→ **Given records**
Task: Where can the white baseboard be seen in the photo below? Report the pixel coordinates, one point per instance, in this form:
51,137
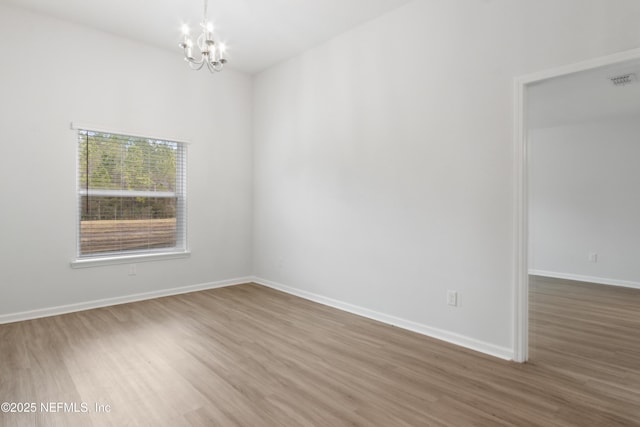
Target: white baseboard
451,337
581,278
70,308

→ **Work task**
Every record above should be duplicated precisely, with the images removed.

→ **Result**
Task: Where can the white baseboard be seen in the photo below? Report the pixel coordinates, one point per instance, in this form:
51,137
Target: white baseboard
451,337
581,278
70,308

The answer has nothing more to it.